>> Begin
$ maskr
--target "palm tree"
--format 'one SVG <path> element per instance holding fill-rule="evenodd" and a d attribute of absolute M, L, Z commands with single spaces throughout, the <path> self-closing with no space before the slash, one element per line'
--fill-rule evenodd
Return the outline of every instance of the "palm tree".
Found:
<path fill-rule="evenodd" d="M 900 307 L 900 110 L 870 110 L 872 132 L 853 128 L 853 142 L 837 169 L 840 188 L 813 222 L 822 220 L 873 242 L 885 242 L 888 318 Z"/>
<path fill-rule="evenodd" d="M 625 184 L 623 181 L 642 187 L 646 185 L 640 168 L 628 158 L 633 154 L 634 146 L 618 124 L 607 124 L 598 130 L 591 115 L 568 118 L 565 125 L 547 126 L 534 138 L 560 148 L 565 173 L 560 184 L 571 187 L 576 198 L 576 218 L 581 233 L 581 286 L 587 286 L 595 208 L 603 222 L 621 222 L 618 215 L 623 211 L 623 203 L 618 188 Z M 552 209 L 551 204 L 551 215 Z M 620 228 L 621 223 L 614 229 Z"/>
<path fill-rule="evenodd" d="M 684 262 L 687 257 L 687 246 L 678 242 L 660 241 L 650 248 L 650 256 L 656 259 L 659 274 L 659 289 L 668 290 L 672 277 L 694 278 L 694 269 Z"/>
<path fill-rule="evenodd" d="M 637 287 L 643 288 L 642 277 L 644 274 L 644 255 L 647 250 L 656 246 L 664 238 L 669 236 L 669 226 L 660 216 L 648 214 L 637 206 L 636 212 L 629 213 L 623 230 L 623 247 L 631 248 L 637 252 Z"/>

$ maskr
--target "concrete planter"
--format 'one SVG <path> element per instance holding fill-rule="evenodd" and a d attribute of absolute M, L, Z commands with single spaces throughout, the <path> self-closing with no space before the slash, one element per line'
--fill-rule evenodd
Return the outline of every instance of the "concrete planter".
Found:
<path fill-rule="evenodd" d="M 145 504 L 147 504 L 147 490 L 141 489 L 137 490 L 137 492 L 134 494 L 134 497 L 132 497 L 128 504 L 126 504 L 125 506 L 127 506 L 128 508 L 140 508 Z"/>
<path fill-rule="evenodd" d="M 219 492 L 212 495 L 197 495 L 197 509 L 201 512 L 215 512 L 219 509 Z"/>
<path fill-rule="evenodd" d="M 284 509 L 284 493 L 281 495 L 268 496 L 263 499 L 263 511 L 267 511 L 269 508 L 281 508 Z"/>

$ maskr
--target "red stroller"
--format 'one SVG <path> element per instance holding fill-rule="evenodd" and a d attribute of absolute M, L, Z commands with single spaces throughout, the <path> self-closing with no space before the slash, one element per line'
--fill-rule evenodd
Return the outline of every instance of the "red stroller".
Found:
>> End
**TASK REQUIREMENTS:** Convert every line of the data above into a numbered list, leaving out the blank lines.

**CORRECT OUTPUT:**
1. $ maskr
2. --target "palm tree"
3. --format 'one SVG <path> element per instance holding fill-rule="evenodd" and a d attribute of absolute M, L, Z commands with single spaces throughout, the <path> self-closing with no space before the slash, one element per line'
4. --fill-rule evenodd
5. Return the outline of every instance of the "palm tree".
6. Found:
7. <path fill-rule="evenodd" d="M 900 307 L 900 110 L 870 110 L 872 132 L 853 128 L 853 142 L 837 169 L 840 188 L 813 222 L 822 220 L 873 242 L 885 242 L 888 318 Z"/>
8. <path fill-rule="evenodd" d="M 625 184 L 623 181 L 642 187 L 646 185 L 640 168 L 628 158 L 633 154 L 634 146 L 618 124 L 607 124 L 598 130 L 591 115 L 568 118 L 565 125 L 547 126 L 534 138 L 560 148 L 565 173 L 560 184 L 571 187 L 576 198 L 576 218 L 581 233 L 581 286 L 587 286 L 595 208 L 603 222 L 621 222 L 618 215 L 623 211 L 623 203 L 618 188 Z M 552 209 L 551 204 L 551 215 Z M 620 228 L 621 223 L 614 229 Z"/>
9. <path fill-rule="evenodd" d="M 684 262 L 687 257 L 687 246 L 678 242 L 660 241 L 650 248 L 650 256 L 656 259 L 659 274 L 659 289 L 668 290 L 672 277 L 694 278 L 694 269 Z"/>
10. <path fill-rule="evenodd" d="M 637 287 L 643 288 L 642 277 L 644 274 L 644 255 L 647 250 L 656 246 L 664 238 L 669 236 L 669 226 L 660 216 L 648 214 L 637 206 L 636 212 L 629 213 L 623 230 L 623 247 L 631 248 L 637 252 Z"/>
11. $ maskr
12. --target "concrete planter"
13. --format 'one SVG <path> element per instance holding fill-rule="evenodd" and a d attribute of absolute M, L, Z commands with single spaces throughout, the <path> self-closing with no space before the slash, one element per line'
14. --fill-rule evenodd
15. Return the outline of every instance of the "concrete planter".
16. Found:
17. <path fill-rule="evenodd" d="M 145 504 L 147 504 L 147 490 L 141 489 L 137 490 L 137 492 L 134 494 L 134 497 L 132 497 L 128 504 L 126 504 L 125 506 L 127 506 L 128 508 L 140 508 Z"/>
18. <path fill-rule="evenodd" d="M 219 492 L 212 495 L 197 495 L 197 509 L 201 512 L 215 512 L 219 509 Z"/>
19. <path fill-rule="evenodd" d="M 284 509 L 284 493 L 281 495 L 268 496 L 263 499 L 263 511 L 267 511 L 269 508 L 281 508 Z"/>
20. $ maskr
21. --target "red stroller"
22. --format 'one SVG <path> element per instance holding fill-rule="evenodd" and a d attribute of absolute M, L, Z commands with single spaces throughout, the <path> self-closing with no space before the slash, one element per line'
23. --fill-rule evenodd
24. Return the outline of every instance of the "red stroller".
25. Found:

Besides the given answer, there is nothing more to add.